- **任务目标**
将下列全部材料重新列出，把其中的“noun phrase”一律换成“text phrase”，其余内容保持原样。

(已保存数据条目)

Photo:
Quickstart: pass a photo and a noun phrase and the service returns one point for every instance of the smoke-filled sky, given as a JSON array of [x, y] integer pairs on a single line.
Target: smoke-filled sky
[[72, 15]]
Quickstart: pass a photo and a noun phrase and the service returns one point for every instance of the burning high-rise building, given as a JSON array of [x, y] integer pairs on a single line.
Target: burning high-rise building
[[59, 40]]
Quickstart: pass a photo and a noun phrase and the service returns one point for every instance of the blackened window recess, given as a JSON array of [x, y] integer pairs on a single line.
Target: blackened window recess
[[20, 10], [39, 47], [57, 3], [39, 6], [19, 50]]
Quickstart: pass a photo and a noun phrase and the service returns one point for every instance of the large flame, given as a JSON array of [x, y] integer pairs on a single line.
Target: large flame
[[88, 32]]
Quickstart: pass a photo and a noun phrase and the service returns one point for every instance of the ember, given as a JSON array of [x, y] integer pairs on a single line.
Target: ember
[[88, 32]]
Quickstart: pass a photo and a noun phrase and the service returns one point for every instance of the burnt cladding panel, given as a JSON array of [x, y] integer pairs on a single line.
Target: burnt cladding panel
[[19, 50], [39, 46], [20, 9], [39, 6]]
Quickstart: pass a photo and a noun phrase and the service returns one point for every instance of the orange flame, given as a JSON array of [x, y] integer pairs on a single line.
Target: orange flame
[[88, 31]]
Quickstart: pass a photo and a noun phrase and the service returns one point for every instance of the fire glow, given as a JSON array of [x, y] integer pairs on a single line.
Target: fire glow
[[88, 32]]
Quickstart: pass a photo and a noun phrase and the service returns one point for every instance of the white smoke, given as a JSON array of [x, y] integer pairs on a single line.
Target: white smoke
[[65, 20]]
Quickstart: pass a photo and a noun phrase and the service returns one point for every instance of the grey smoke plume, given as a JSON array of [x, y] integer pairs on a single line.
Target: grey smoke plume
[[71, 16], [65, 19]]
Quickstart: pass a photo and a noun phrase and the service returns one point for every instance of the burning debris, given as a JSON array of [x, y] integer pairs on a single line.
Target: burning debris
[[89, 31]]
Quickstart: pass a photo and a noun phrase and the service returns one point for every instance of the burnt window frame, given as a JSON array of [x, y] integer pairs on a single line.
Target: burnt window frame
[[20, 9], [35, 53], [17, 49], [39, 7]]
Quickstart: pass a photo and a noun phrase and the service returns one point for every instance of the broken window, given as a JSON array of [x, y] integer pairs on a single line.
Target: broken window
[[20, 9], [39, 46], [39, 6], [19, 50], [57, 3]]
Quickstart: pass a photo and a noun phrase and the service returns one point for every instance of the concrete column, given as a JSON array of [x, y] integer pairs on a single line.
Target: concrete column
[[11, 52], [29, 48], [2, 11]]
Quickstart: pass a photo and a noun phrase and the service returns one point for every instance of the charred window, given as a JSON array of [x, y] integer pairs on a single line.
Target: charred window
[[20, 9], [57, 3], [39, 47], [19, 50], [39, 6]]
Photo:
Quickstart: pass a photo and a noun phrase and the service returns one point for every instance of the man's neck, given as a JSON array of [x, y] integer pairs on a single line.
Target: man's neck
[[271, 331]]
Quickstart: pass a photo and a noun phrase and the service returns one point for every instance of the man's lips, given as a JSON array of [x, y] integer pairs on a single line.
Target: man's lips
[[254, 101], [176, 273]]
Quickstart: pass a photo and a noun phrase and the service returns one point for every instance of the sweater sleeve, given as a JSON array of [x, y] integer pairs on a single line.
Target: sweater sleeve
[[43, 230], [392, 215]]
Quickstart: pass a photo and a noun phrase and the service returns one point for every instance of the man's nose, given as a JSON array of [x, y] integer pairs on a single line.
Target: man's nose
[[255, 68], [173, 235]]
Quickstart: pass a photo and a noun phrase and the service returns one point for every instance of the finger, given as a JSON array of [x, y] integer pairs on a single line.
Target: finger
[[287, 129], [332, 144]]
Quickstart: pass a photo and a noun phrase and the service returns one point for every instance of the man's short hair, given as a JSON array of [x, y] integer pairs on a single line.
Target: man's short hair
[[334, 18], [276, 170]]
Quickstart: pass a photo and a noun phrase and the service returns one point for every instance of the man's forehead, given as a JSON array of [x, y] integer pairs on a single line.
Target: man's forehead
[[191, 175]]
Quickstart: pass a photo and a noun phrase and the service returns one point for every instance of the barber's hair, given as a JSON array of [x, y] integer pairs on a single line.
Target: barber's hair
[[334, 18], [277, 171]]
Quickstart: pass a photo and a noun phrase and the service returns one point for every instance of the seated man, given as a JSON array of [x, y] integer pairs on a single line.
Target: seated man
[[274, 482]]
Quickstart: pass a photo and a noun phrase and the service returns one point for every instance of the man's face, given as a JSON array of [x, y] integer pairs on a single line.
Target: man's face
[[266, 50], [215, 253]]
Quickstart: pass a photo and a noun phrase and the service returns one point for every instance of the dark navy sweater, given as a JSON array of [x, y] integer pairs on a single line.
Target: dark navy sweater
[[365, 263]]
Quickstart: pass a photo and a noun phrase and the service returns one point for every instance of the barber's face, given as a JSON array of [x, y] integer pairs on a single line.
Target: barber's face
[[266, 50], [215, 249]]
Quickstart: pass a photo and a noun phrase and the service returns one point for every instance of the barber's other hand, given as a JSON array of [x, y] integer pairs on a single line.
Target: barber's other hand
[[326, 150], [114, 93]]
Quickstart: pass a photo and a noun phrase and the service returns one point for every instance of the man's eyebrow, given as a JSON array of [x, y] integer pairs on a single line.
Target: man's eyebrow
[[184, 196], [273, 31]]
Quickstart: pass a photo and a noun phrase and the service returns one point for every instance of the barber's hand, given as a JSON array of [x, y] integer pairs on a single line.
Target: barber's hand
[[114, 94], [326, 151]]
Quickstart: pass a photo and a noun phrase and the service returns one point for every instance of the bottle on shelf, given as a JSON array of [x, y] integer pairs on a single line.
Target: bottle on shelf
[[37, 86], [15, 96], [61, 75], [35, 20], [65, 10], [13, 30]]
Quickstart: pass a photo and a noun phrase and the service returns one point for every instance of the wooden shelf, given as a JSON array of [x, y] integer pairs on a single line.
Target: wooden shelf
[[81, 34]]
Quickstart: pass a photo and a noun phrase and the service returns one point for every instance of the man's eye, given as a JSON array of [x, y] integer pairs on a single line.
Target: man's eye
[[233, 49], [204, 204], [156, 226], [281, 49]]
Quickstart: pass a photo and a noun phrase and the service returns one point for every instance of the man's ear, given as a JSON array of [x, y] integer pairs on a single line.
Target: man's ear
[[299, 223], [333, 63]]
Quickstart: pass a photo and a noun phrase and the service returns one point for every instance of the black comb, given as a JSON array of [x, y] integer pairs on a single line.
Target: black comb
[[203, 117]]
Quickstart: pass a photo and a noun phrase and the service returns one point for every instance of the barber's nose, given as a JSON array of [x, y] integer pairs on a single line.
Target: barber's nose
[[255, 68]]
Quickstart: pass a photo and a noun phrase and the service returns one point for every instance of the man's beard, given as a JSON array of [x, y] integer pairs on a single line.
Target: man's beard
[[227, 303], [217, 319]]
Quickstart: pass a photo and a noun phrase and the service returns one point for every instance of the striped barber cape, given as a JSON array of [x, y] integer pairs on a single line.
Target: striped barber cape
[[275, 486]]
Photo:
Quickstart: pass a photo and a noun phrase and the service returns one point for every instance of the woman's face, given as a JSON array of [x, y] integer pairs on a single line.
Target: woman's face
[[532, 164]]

- **本题输出**
Photo:
Quickstart: pass a photo and a text phrase and the service returns one point for every instance of the smoke-filled sky, given as a JSON array of [x, y] integer pairs on a single line.
Target: smoke-filled sky
[[72, 15]]
Quickstart: pass a photo and a text phrase and the service returns one point for every instance of the burning high-rise building, given as a JSON array of [x, y] integer pairs on a single line.
Target: burning high-rise building
[[59, 40]]
Quickstart: pass a photo and a text phrase and the service returns one point for every instance of the blackened window recess, given as a JSON array of [x, y] integer pairs on a single line.
Target: blackened window recess
[[20, 10], [39, 47], [57, 3], [39, 6], [19, 50]]
Quickstart: pass a photo and a text phrase and the service returns one point for every instance of the large flame, given as a JSON array of [x, y] integer pairs on a single line.
Target: large flame
[[88, 32]]
Quickstart: pass a photo and a text phrase and the service returns one point for every instance of the ember, given as a JSON array of [x, y] integer pairs on a single line.
Target: ember
[[88, 32]]
Quickstart: pass a photo and a text phrase and the service returns one point for every instance of the burnt cladding panel, given as a JSON array of [x, y] integer pairs on a single line.
Target: burnt cladding panel
[[19, 50], [39, 46], [20, 9], [39, 6]]
Quickstart: pass a photo and a text phrase and the service returns one point for every instance of the orange flame, given as a JSON array of [x, y] integer pairs on a single line.
Target: orange flame
[[88, 31]]
Quickstart: pass a photo and a text phrase and the service returns one point for every instance of the fire glow, given as a JSON array of [x, y] integer pairs on a single line.
Target: fire glow
[[88, 32]]
Quickstart: pass a photo and a text phrase and the service returns one point for every instance of the white smoke, given as a JSON array of [x, y] integer pairs on a single line.
Target: white smoke
[[65, 20]]
Quickstart: pass a photo and a text phrase and the service returns one point for every instance of the grey smoke plume, given as a JSON array of [x, y] integer pairs on a single line.
Target: grey smoke plume
[[71, 16], [65, 19]]
Quickstart: pass a photo and a text phrase and the service returns one point for every instance of the burning debris, given as a JSON array of [x, y] integer pairs on a single line.
Target: burning debris
[[89, 31]]
Quickstart: pass a photo and a text phrase and the service returns one point for every instance of the burnt window frame, given as a JSON array of [x, y] integer pairs on a single line.
Target: burnt window frame
[[20, 9], [35, 53], [17, 49], [39, 7]]
Quickstart: pass a photo and a text phrase and the service returns one point for every instance of the broken window, given as a JSON array of [x, y] integer pairs on a single line.
Target: broken window
[[20, 9], [39, 46], [39, 6], [19, 50], [57, 3]]
Quickstart: pass a photo and a text phrase and the service returns one point for every instance of the concrete column, given as a JSON array of [x, y] integer pairs on a single line.
Target: concrete column
[[11, 52], [29, 48], [2, 11]]
Quickstart: pass a photo and a text phrase and the service returns one point for every instance of the charred window, given as a JSON array of [x, y] integer pairs on a single line.
Target: charred window
[[20, 9], [57, 3], [39, 47], [19, 50], [39, 6]]
Photo:
Quickstart: pass a photo and a text phrase and the service returns one point for every instance of the man's neck, given as a JSON array of [x, y] integer pairs on a single line.
Target: man's neck
[[271, 331]]
Quickstart: pass a photo and a text phrase and the service returns one point for every instance of the man's lips, given as a JSON array of [x, y] integer pairs on a single line.
Target: man's lips
[[254, 101], [176, 273]]
Quickstart: pass a photo and a text phrase and the service returns one point for every instance of the sweater sleeve, given as a JSON array of [x, y] integer pairs on a single line.
Target: sweater sleeve
[[43, 230], [392, 215]]
Quickstart: pass a photo and a text phrase and the service returns one point for every instance of the man's nose, given as a JSON array of [x, y] integer pairs on a single line.
Target: man's nose
[[255, 68], [173, 235]]
Quickstart: pass a photo and a text phrase and the service returns one point for every instance of the finger, given as a JSON array of [x, y] integer pairs on a single line.
Target: finger
[[287, 129], [332, 144]]
Quickstart: pass a photo and a text phrase and the service returns one point for every instance of the man's short hair, given as a JSON array of [x, y] integer pairs on a single line.
Target: man's short hair
[[334, 18], [276, 170]]
Quickstart: pass a photo and a text phrase and the service returns one point for every instance of the man's forehead, given as a JSON array of [x, y] integer pairs on a single line.
Target: man's forehead
[[191, 175]]
Quickstart: pass a photo and a text phrase and the service returns one point for every instance of the barber's hair, given as a JSON array of [x, y] integer pairs on a single line.
Target: barber's hair
[[334, 18], [277, 171]]
Quickstart: pass a photo and a text phrase and the service returns one point for every instance of the seated man, given as a JSON array of [x, y] integer pairs on a single line.
Target: seated man
[[274, 482]]
Quickstart: pass a photo and a text phrase and the service returns one point for every instance of the man's face, given as a JSON array of [x, y] integer pairs on a single line.
Target: man's face
[[266, 50], [215, 253]]
Quickstart: pass a photo and a text phrase and the service returns one point for every instance of the dark navy sweater, given as a JSON array of [x, y] integer pairs on a single line.
Target: dark navy sweater
[[365, 263]]
Quickstart: pass a photo and a text phrase and the service returns one point for every instance of the barber's face, given as a JSON array of [x, y] integer pairs on a single line.
Target: barber's face
[[266, 50], [215, 249]]
Quickstart: pass a photo and a text phrase and the service returns one point for every instance of the barber's other hand, given as a JSON array of [x, y] integer pairs on a single line.
Target: barber's other hand
[[326, 150], [114, 93]]
Quickstart: pass a photo and a text phrase and the service returns one point for every instance of the man's eyebrow, given as a JSON array of [x, y] integer pairs on a single line.
Target: man's eyebrow
[[184, 196], [273, 31]]
Quickstart: pass a photo and a text phrase and the service returns one point for every instance of the barber's hand, given as a JSON array of [x, y] integer pairs on a single line.
Target: barber's hand
[[114, 94], [326, 151]]
Quickstart: pass a photo and a text phrase and the service returns one point for every instance of the bottle on shelf, given as a JSON array of [x, y] integer pairs on a single line.
Target: bottle on shelf
[[37, 86], [15, 96], [61, 75], [35, 20], [65, 10], [13, 30]]
Quickstart: pass a photo and a text phrase and the service returns one point for every instance of the wooden shelf, given as a JSON array of [x, y] integer pairs on a single line.
Target: wooden shelf
[[81, 34]]
Quickstart: pass a photo and a text phrase and the service returns one point for every instance of the man's eye, given as a JSON array of [x, y] integer pairs on a single line.
Target: man's eye
[[233, 49], [204, 204], [156, 226], [281, 49]]
Quickstart: pass a photo and a text phrase and the service returns one point for every instance of the man's ear, given as a JSON array of [x, y] integer pairs on a single line.
Target: man's ear
[[299, 223], [333, 63]]
Quickstart: pass a photo and a text phrase and the service returns one point for every instance of the black comb, given as a JSON array of [x, y] integer pairs on a single line.
Target: black comb
[[203, 117]]
Quickstart: pass a photo and a text phrase and the service returns one point for every instance of the barber's nose, given as a JSON array of [x, y] integer pairs on a single line.
Target: barber's nose
[[255, 68]]
Quickstart: pass a photo and a text phrase and the service returns one point for every instance of the man's beard, given as a JSON array of [x, y] integer pairs on a single line.
Target: man's beard
[[227, 303], [217, 319]]
Quickstart: pass a photo and a text phrase and the service returns one point for every instance of the striped barber cape, given as a JSON array of [x, y] integer pairs on a single line.
Target: striped barber cape
[[275, 486]]
Photo:
Quickstart: pass a photo and a text phrase and the service returns one point for every instance of the woman's face, given as a JSON array of [x, y] integer pairs on a single line.
Target: woman's face
[[532, 164]]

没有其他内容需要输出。